*Problem statement:* Repeat the lines of the listing below exactly, starting at the line that contains "the red flag" and running through the last line, both included, and only those.

╭─ Entries

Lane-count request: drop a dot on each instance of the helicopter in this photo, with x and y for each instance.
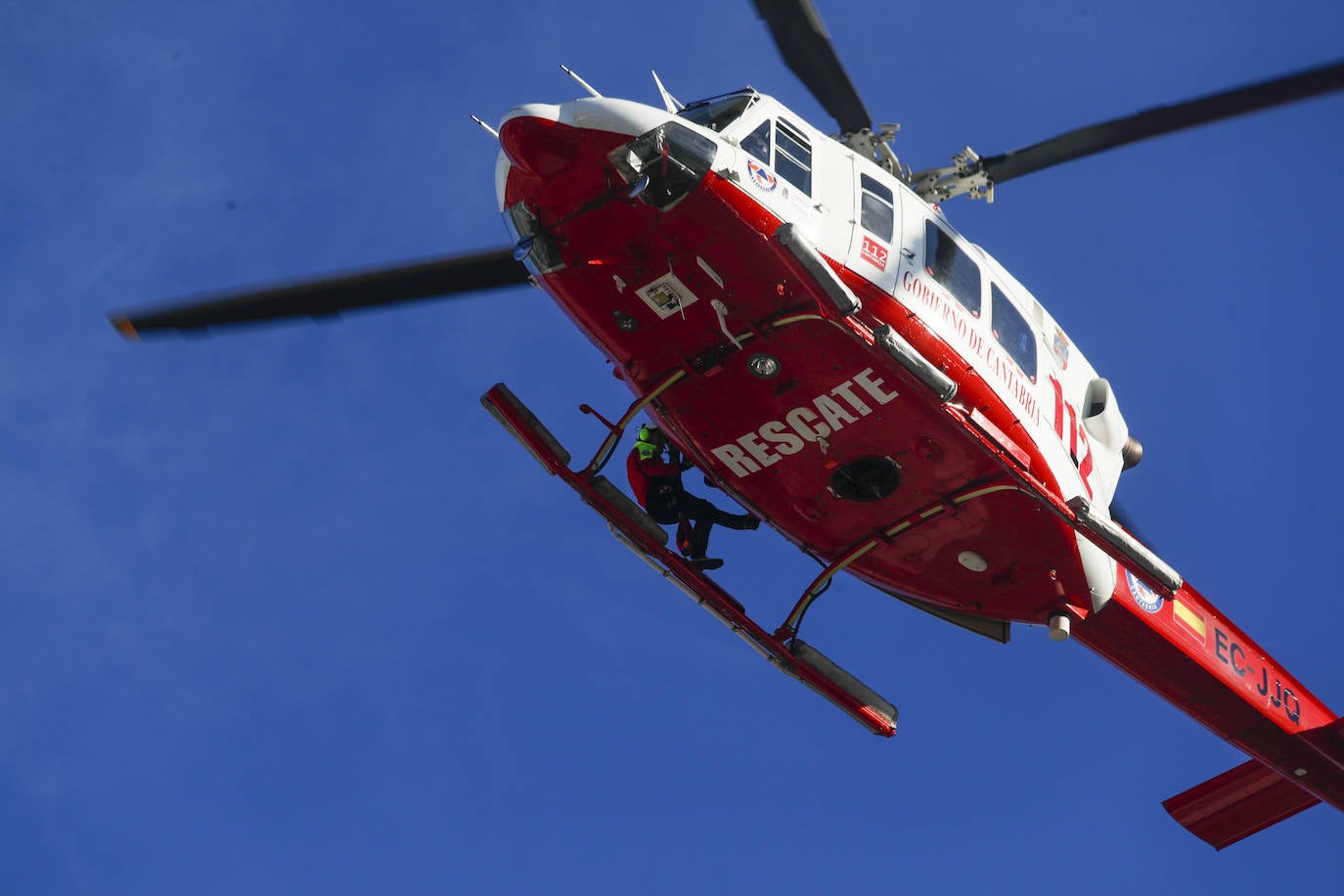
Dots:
(802, 319)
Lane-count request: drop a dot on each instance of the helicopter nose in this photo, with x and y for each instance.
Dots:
(535, 140)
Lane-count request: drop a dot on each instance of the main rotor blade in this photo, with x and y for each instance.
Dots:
(1163, 119)
(809, 54)
(434, 278)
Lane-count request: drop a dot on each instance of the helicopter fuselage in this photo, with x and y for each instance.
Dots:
(841, 362)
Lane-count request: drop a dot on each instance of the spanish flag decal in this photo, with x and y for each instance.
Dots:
(1191, 618)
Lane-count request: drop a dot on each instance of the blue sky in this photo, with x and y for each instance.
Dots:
(285, 610)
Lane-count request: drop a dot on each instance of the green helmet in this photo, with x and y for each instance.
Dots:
(650, 442)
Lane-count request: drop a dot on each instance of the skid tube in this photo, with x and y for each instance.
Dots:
(637, 531)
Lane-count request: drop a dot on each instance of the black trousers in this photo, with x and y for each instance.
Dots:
(669, 504)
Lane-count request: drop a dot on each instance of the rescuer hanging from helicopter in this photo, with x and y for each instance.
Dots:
(657, 486)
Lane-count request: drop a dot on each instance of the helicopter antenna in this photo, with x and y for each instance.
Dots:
(582, 83)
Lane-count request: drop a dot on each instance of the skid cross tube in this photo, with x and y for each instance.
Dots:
(648, 540)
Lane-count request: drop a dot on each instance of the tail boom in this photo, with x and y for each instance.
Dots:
(1183, 649)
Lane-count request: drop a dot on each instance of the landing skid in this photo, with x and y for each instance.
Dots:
(650, 542)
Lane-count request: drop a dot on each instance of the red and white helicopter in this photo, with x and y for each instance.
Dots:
(800, 316)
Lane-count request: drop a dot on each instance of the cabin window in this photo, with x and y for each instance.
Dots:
(876, 211)
(1012, 332)
(718, 113)
(758, 143)
(793, 156)
(952, 267)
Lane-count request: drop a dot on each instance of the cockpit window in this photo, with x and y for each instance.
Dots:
(793, 156)
(1012, 332)
(952, 267)
(721, 112)
(876, 211)
(758, 143)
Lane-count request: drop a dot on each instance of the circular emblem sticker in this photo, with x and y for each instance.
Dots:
(761, 177)
(1143, 597)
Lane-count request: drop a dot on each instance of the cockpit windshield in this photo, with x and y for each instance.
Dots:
(718, 113)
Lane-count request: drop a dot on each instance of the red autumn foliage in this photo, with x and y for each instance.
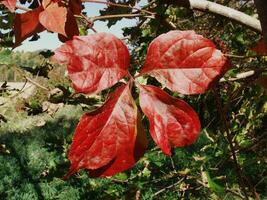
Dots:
(111, 139)
(10, 4)
(95, 62)
(184, 62)
(47, 17)
(25, 26)
(173, 123)
(260, 48)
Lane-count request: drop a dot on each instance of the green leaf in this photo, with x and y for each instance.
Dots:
(213, 185)
(5, 57)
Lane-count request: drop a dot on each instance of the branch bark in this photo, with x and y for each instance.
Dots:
(261, 6)
(215, 8)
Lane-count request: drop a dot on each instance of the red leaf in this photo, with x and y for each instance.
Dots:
(75, 6)
(10, 4)
(107, 139)
(172, 121)
(184, 62)
(95, 62)
(54, 17)
(260, 48)
(27, 24)
(71, 28)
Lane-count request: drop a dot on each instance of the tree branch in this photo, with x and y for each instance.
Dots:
(215, 8)
(261, 6)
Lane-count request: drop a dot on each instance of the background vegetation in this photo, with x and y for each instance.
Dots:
(35, 133)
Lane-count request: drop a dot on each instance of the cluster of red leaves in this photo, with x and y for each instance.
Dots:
(111, 139)
(52, 15)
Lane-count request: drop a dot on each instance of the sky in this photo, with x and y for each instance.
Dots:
(50, 40)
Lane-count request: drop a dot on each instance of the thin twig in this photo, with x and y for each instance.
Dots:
(35, 83)
(168, 187)
(118, 16)
(243, 57)
(229, 139)
(119, 5)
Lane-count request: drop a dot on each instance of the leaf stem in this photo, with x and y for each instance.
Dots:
(242, 57)
(119, 16)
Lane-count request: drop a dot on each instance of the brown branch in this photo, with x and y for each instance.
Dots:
(261, 6)
(23, 8)
(118, 16)
(215, 8)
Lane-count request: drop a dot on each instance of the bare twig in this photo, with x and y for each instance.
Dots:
(242, 57)
(261, 6)
(168, 187)
(215, 8)
(119, 5)
(229, 139)
(119, 16)
(242, 75)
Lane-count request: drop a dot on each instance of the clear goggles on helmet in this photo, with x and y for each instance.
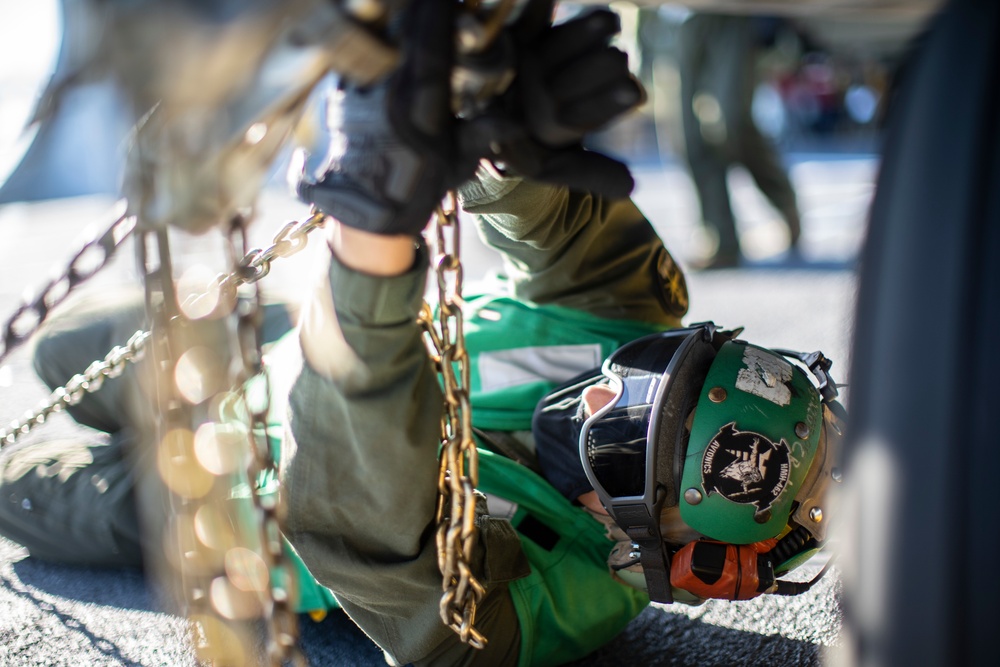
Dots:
(630, 448)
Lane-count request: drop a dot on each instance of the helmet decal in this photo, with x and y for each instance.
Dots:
(745, 467)
(765, 375)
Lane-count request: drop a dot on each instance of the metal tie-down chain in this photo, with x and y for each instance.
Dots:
(88, 261)
(459, 471)
(254, 265)
(279, 614)
(72, 392)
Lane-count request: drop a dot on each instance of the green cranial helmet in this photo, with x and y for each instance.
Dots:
(715, 455)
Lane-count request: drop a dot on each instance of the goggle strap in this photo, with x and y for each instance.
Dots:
(656, 569)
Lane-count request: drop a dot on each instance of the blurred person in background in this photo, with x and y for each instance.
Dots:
(716, 57)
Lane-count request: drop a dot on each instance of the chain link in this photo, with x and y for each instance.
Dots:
(459, 471)
(88, 261)
(72, 392)
(279, 614)
(254, 265)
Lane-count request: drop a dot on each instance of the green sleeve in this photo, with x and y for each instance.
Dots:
(359, 472)
(577, 250)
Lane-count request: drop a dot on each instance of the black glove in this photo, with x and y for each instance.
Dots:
(569, 82)
(395, 147)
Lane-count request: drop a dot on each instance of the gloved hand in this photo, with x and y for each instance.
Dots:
(569, 82)
(396, 145)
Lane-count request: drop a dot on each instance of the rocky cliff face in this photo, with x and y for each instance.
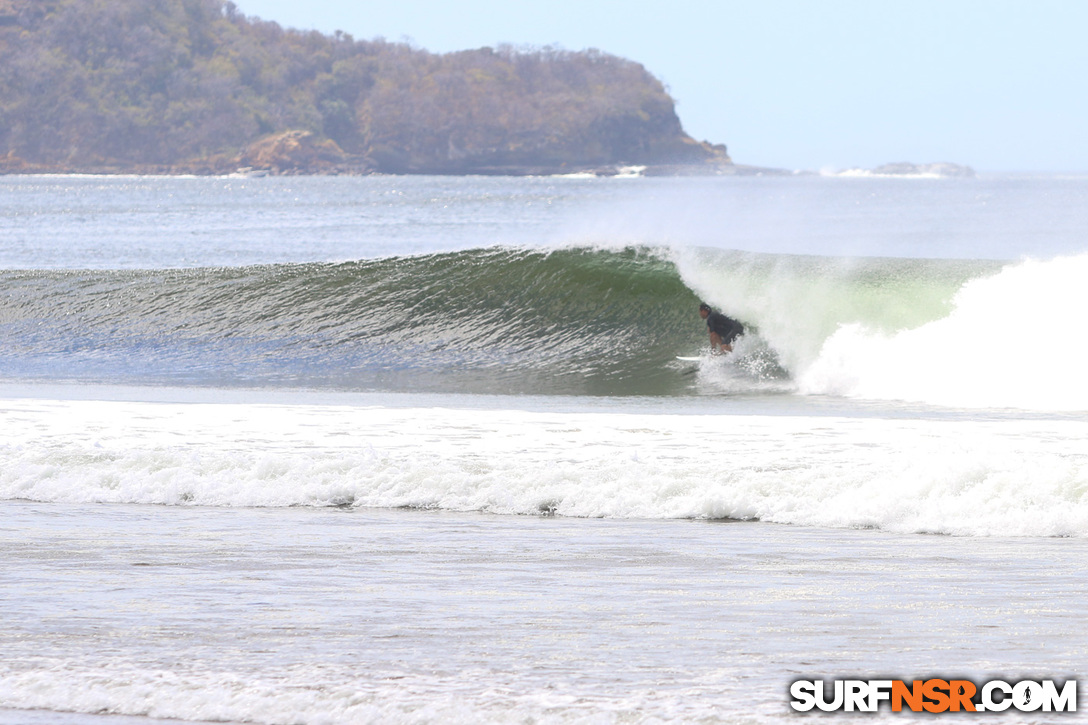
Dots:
(195, 86)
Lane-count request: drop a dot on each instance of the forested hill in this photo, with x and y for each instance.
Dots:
(195, 86)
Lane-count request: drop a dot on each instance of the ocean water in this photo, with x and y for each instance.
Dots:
(419, 450)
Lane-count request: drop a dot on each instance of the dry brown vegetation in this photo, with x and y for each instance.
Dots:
(194, 85)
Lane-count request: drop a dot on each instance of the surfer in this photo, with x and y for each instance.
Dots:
(724, 330)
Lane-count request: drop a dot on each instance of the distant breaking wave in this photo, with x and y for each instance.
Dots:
(566, 321)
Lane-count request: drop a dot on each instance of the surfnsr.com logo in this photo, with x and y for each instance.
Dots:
(935, 696)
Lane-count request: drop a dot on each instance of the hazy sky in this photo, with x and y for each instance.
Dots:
(994, 84)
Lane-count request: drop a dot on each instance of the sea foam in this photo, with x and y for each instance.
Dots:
(1012, 340)
(987, 477)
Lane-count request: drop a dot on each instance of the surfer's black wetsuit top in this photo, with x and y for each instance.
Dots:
(727, 328)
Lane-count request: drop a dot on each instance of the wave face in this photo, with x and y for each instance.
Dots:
(495, 320)
(567, 321)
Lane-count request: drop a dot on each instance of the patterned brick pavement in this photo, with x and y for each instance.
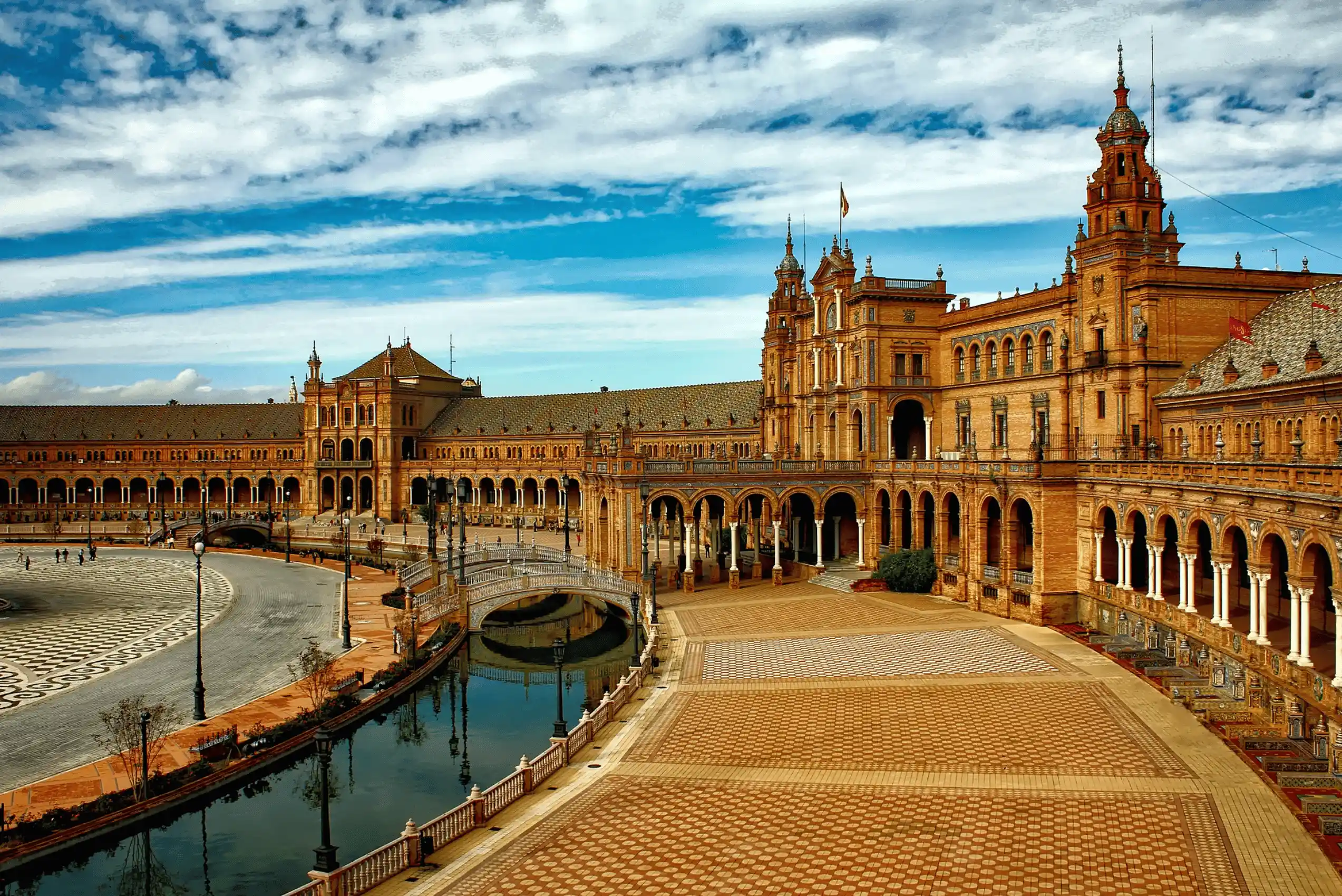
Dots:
(631, 835)
(69, 623)
(961, 652)
(1054, 727)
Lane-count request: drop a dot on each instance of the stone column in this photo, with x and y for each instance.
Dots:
(1306, 593)
(1252, 635)
(820, 545)
(1263, 580)
(1216, 593)
(1296, 626)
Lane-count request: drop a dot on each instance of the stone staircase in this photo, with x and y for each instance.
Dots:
(841, 574)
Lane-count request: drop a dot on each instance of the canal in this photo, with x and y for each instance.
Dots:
(488, 706)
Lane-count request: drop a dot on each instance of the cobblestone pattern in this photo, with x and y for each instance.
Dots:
(842, 612)
(72, 623)
(795, 839)
(1051, 727)
(957, 652)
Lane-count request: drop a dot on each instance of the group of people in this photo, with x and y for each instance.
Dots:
(61, 554)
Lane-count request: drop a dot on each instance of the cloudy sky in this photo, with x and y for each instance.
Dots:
(589, 193)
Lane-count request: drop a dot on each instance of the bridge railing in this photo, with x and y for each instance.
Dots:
(380, 865)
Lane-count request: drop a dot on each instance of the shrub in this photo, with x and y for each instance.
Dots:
(910, 572)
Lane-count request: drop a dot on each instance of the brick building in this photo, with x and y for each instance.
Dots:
(1201, 474)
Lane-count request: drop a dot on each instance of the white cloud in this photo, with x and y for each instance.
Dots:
(528, 95)
(349, 332)
(46, 388)
(337, 249)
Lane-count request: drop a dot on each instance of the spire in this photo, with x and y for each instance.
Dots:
(1121, 90)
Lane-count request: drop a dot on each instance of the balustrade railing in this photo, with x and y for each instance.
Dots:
(380, 865)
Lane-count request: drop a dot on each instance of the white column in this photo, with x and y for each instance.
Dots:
(820, 545)
(1296, 626)
(1183, 580)
(1306, 593)
(1216, 593)
(1226, 595)
(1252, 608)
(1263, 581)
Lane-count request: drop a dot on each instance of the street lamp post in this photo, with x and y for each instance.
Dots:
(344, 626)
(325, 853)
(634, 606)
(462, 494)
(564, 499)
(433, 515)
(561, 729)
(288, 528)
(199, 712)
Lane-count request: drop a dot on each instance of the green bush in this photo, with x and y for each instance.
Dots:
(909, 572)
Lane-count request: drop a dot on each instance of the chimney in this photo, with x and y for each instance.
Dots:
(1313, 357)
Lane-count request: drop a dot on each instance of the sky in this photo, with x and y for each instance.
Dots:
(575, 195)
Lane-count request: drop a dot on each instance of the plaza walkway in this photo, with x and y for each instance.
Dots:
(803, 741)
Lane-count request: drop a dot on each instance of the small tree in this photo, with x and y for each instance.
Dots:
(122, 741)
(909, 572)
(315, 673)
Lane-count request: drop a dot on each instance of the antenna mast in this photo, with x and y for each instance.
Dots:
(1153, 95)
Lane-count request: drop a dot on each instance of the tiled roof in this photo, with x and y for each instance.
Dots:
(125, 423)
(1282, 330)
(406, 363)
(709, 405)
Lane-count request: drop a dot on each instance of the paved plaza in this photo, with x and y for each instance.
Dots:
(78, 639)
(831, 744)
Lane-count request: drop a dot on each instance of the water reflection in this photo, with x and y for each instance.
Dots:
(415, 759)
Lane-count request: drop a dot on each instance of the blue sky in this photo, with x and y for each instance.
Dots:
(588, 193)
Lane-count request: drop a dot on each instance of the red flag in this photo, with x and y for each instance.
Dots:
(1242, 330)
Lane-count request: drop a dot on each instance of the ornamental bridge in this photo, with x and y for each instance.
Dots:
(498, 576)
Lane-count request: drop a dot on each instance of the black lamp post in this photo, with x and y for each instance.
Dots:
(634, 604)
(462, 494)
(564, 499)
(561, 729)
(199, 712)
(325, 853)
(344, 626)
(433, 514)
(144, 754)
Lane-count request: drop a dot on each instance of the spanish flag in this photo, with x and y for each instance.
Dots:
(1242, 330)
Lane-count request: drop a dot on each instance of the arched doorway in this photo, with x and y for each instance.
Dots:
(908, 434)
(841, 526)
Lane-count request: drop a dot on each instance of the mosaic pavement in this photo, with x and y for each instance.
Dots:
(957, 652)
(69, 623)
(728, 837)
(1056, 727)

╰─

*Exercise answer:*
Lane-count request: drop a dot on each instance of the red flag in this photo, with x and y for each instance.
Dots:
(1242, 330)
Lane-count request: drop a dot on each instance of the ornamental bridge in this photo, with x and y for each instance.
Dots:
(498, 576)
Lane-count request: drop a dot on each instance of the black lamp post in this photo, with x and y for each instance.
Dots:
(634, 604)
(462, 494)
(564, 499)
(561, 729)
(199, 712)
(325, 853)
(344, 626)
(433, 514)
(144, 754)
Lane-count request: drop a dot on each instance of the spanish flag in this photo, with x and y for each instance.
Dots:
(1242, 330)
Lane-count request: drop a dot on each instance of the arched doorway in this photo, with x and y for each instance.
Dots:
(908, 434)
(841, 526)
Lane-count request: drop a dot on each instance of the mosaic pavement in this photo, with x and y for each instance.
Dots:
(957, 652)
(69, 623)
(728, 837)
(1056, 727)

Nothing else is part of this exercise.